Segment Open

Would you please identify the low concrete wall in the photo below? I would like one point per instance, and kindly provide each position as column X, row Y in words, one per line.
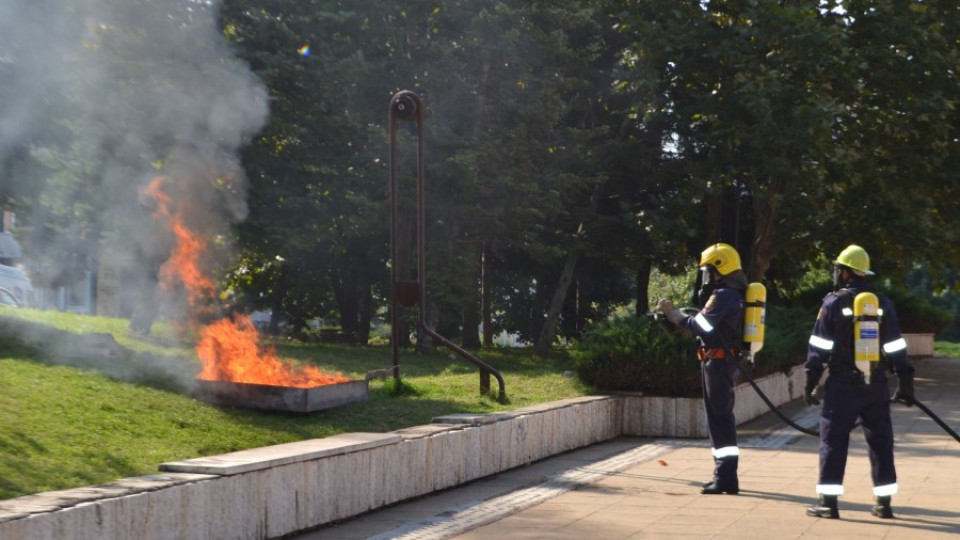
column 274, row 491
column 685, row 417
column 919, row 344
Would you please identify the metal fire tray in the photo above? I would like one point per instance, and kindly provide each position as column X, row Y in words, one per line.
column 281, row 398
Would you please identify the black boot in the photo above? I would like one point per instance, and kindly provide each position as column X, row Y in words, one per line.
column 826, row 507
column 719, row 487
column 882, row 508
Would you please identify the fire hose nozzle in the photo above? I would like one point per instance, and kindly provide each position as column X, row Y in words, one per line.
column 405, row 105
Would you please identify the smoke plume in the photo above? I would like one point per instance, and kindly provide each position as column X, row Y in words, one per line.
column 99, row 97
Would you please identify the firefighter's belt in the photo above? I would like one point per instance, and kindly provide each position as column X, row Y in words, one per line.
column 704, row 354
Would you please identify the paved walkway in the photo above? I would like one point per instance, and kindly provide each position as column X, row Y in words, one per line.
column 642, row 488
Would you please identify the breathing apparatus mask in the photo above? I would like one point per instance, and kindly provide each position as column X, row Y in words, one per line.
column 707, row 282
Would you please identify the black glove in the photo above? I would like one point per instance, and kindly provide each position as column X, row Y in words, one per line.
column 671, row 311
column 810, row 391
column 904, row 393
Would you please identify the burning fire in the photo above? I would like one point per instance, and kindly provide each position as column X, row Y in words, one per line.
column 229, row 348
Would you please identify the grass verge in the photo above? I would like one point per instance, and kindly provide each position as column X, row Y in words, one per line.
column 67, row 421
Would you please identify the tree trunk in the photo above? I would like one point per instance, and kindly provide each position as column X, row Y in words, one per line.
column 767, row 213
column 430, row 319
column 549, row 329
column 486, row 318
column 470, row 338
column 643, row 286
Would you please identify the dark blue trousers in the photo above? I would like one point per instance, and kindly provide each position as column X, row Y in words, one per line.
column 846, row 400
column 719, row 378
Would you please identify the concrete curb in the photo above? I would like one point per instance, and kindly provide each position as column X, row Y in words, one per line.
column 278, row 490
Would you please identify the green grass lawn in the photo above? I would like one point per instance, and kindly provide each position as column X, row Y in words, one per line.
column 66, row 426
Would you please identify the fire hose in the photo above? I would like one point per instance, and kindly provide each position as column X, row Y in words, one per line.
column 785, row 418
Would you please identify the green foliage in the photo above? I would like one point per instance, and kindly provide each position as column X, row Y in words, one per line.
column 918, row 314
column 785, row 341
column 637, row 354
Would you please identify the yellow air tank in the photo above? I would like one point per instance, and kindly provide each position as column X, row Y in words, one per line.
column 866, row 332
column 754, row 318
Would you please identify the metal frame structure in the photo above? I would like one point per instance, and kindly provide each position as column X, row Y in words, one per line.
column 406, row 105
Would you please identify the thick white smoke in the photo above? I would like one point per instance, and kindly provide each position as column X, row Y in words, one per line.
column 102, row 96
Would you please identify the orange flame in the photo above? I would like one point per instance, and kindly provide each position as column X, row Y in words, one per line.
column 236, row 340
column 229, row 348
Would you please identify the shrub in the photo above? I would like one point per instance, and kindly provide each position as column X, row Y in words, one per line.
column 918, row 314
column 635, row 354
column 785, row 341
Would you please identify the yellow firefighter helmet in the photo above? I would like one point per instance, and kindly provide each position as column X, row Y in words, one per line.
column 855, row 258
column 722, row 257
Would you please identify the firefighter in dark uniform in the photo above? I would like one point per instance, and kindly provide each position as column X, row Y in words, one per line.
column 719, row 329
column 849, row 392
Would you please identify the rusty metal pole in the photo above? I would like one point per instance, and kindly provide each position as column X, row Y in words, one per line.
column 406, row 105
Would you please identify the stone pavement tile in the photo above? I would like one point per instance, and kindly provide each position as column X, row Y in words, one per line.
column 553, row 515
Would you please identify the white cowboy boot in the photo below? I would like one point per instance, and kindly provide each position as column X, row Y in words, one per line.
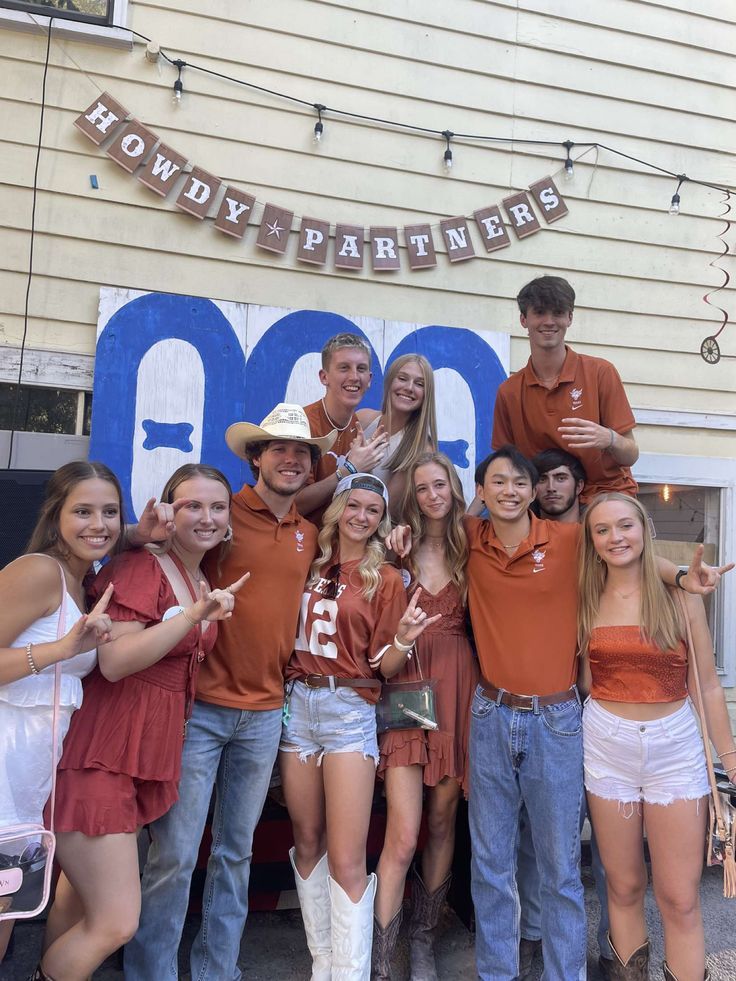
column 314, row 899
column 352, row 932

Segment Closed

* Problem details *
If a record holds a picture, leave the picture out and transcribe everything else exactly.

* Written answer *
Would you please identify the low concrete wall in the photo below? I would like one point per instance, and kindly provide each position as column X, row Y in words, one per line.
column 274, row 491
column 685, row 417
column 919, row 344
Would you please identify the metal fire tray in the photo above? I would like one point per instance, and kindly provide each position as column X, row Y in words, one per line.
column 281, row 398
Would you please identify the black boot in the photo above? I would like one point per instance, and kindly provide each position as column X, row Y in words, one per line.
column 826, row 507
column 719, row 487
column 882, row 508
Would you please identify the fire hose nozzle in the photo above? I would like one point per instance, and kindly provide each position as column X, row Y in words, one per line.
column 405, row 105
Would you please identify the smoke plume in the photo above? I would like one point per instance, and kindly provide each position as column X, row Y in words, one per line.
column 99, row 97
Would you please identify the firefighter's belt in the photo above? I would like one point per instance, and kindly provide each position as column X, row Y in words, one per line.
column 704, row 354
Would you please identify the paved walkway in the photo above? I would like one point per instance, and kindly provide each position as column X, row Y in words, one per line.
column 642, row 488
Would you please identify the breathing apparatus mask in the photo above? I would like one point per instance, and kindly provide each position as column X, row Y in words, one per line.
column 707, row 282
Would you please identify the black glove in the photo above? I would like one point per instance, and kindly provide each position as column X, row Y in words, one per line.
column 671, row 311
column 810, row 391
column 904, row 393
Would you please identify the burning fire in the photo above? I would like one point per instance, and kindly provide each position as column X, row Y in words, one per line.
column 229, row 348
Would you please identify the grass verge in the photo above? I would like one point per instance, and kindly provide each position as column X, row Y in words, one per line.
column 67, row 421
Would you please identify the tree trunk in the photo above? I would like one point per instance, and kindly provide each position as column X, row Y in words, one per line.
column 767, row 213
column 430, row 319
column 549, row 329
column 486, row 318
column 470, row 338
column 643, row 286
Would you please identify the dark blue trousers in the photo above? I would like one point per instance, and kindly provide each position as column X, row Y in words, one per line.
column 846, row 400
column 719, row 378
Would you please identify the concrete curb in the photo above? I would like one point per instance, and kindly provide each position as column X, row Y in words, one per line.
column 278, row 490
Would you please identify the green grass lawn in the photo above? I would like one point per instance, and kindly provide each position as column X, row Y in words, one per line.
column 66, row 426
Would you please identify the fire hose in the photo above? I would like one point per instance, and kindly provide each position as column X, row Y in words, one per line.
column 785, row 418
Would you please identify the green foliage in the photo above? I would like one point per instance, and kindly provide each position as column X, row Y in words, one per line.
column 918, row 314
column 785, row 341
column 637, row 354
Would you please identify the yellow air tank in the photo above? I would like one point per instance, and kindly provide each position as column X, row Y in words, one per line.
column 866, row 332
column 754, row 318
Would you please identify the metal frame structure in the photo above? I would like one point per instance, and kindly provide each position as column X, row Y in words, one per line.
column 406, row 105
Would you please identify the thick white smoke in the photo above? I would like one point per instance, and kindly provide each position as column X, row Y in words, one per line.
column 102, row 96
Would you please identify the orange flame in the photo above? I would like one point per instance, and kindly provide each position as column X, row Y in words, one per line.
column 236, row 340
column 229, row 348
Would you please identify the shrub in the photo above? I would like one point per instance, and kindly provide each position as column X, row Y in words, one per line.
column 918, row 314
column 635, row 354
column 785, row 341
Would you please identify the yellow firefighter helmet in the photo above? I would like one point per instance, and kindly provide each position as column X, row Y in words, one per line.
column 855, row 258
column 722, row 257
Would you please identify the firefighter in dark uniform in the photo above? I would like one point per instance, and kindly provide each position as column X, row Y in words, one per line.
column 719, row 329
column 849, row 392
Would you please identify the rusty metal pole in the photo above? I would like one point per instance, and kindly provide each position as column X, row Y in words, one per line.
column 406, row 105
Would you please identify the stone pavement tile in the photo above? I would like one point per instance, and kindly provide each position as column X, row Y in words, one per line.
column 553, row 515
Would you please identify the white cowboy boot in the photo below? I would like one point per instance, and kindly provide each position as column X, row Y in words, one per line.
column 314, row 899
column 352, row 932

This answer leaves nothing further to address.